Quite a serious limitation here ...

> +			!drmcgrp_is_self_or_ancestor(drmcgrp, obj->drmcgrp)) {

Also what happens if you actually share across devices? Then importing in
the 2nd group is suddenly possible, and I think will be double-counted.

What's the underlying technical reason for not allowing sharing across
cgroups?

> +		ret = -EACCES;
> +		goto out_unlock;
> +	}
> +
>  	if (obj->dma_buf) {
>  		WARN_ON(obj->dma_buf != dma_buf);
>  	} else {
> diff --git a/include/drm/drm_cgroup.h b/include/drm/drm_cgroup.h
> index ddb9eab64360..8711b7c5f7bf 100644
> --- a/include/drm/drm_cgroup.h
> +++ b/include/drm/drm_cgroup.h
> @@ -4,12 +4,20 @@
>  #ifndef __DRM_CGROUP_H__
>  #define __DRM_CGROUP_H__
>  
> +#include <linux/cgroup_drm.h>
> +
>  #ifdef CONFIG_CGROUP_DRM
>  
>  int drmcgrp_register_device(struct drm_device *device);
> -
>  int drmcgrp_unregister_device(struct drm_device *device);
> -
> +bool drmcgrp_is_self_or_ancestor(struct drmcgrp *self,
> +		struct drmcgrp *relative);
> +void drmcgrp_chg_bo_alloc(struct drmcgrp *drmcgrp, struct drm_device *dev,
> +		size_t size);
> +void drmcgrp_unchg_bo_alloc(struct drmcgrp *drmcgrp, struct drm_device *dev,
> +		size_t size);
> +bool drmcgrp_bo_can_allocate(struct task_struct *task, struct drm_device *dev,
> +		size_t size);
>  #else
>  static inline int drmcgrp_register_device(struct drm_device *device)
>  {
> @@ -20,5 +28,27 @@ static inline int drmcgrp_unregister_device(struct drm_device *device)
>  {
>  	return 0;
>  }
> +
> +static inline bool drmcgrp_is_self_or_ancestor(struct drmcgrp *self,
> +		struct drmcgrp *relative)
> +{
> +	return false;
> +}
> +
> +static inline void drmcgrp_chg_bo_alloc(struct drmcgrp *drmcgrp,
> +		struct drm_device *dev,	size_t size)
——————
#### GIVEN INSTRUCTION 1:
Copy the DRM cgroup patch review word for word, starting at the words "Quite a serious" and stopping after "will be double-counted.".
#### GIVEN INSTRUCTION 2:
Extend the DRM cgroup patch review past its final line.

#### DATA PROVIDED:
——————
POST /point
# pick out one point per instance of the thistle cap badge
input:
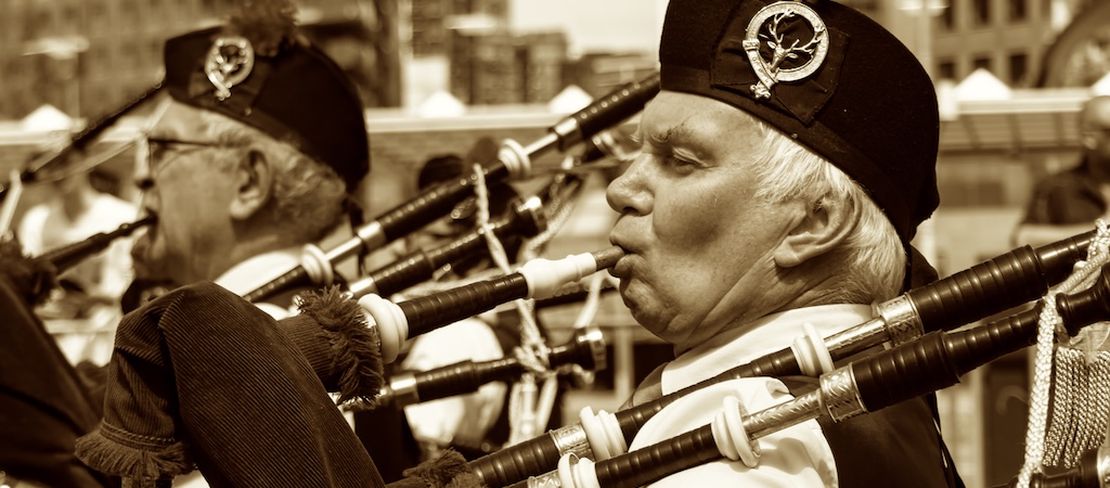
——————
#### REPLY 1:
Quite a serious limitation here ...

> +			!drmcgrp_is_self_or_ancestor(drmcgrp, obj->drmcgrp)) {

Also what happens if you actually share across devices? Then importing in
the 2nd group is suddenly possible, and I think will be double-counted.

#### REPLY 2:
> +{
> +}
> +
> +static inline void drmcgrp_unchg_bo_alloc(struct drmcgrp *drmcgrp,
> +		struct drm_device *dev,	size_t size)
> +{
> +}
> +
> +static inline bool drmcgrp_bo_can_allocate(struct task_struct *task,
> +		struct drm_device *dev,	size_t size)
> +{
> +	return true;
> +}
>  #endif /* CONFIG_CGROUP_DRM */
>  #endif /* __DRM_CGROUP_H__ */
> diff --git a/include/drm/drm_gem.h b/include/drm/drm_gem.h
> index c95727425284..09d1c69a3f0c 100644
> --- a/include/drm/drm_gem.h
> +++ b/include/drm/drm_gem.h
> @@ -272,6 +272,17 @@ struct drm_gem_object {
>  	 *
>  	 */
>  	const struct drm_gem_object_funcs *funcs;
> +
> +	/**
> +	 * @drmcgrp:
> +	 *
> +	 * DRM cgroup this GEM object belongs to.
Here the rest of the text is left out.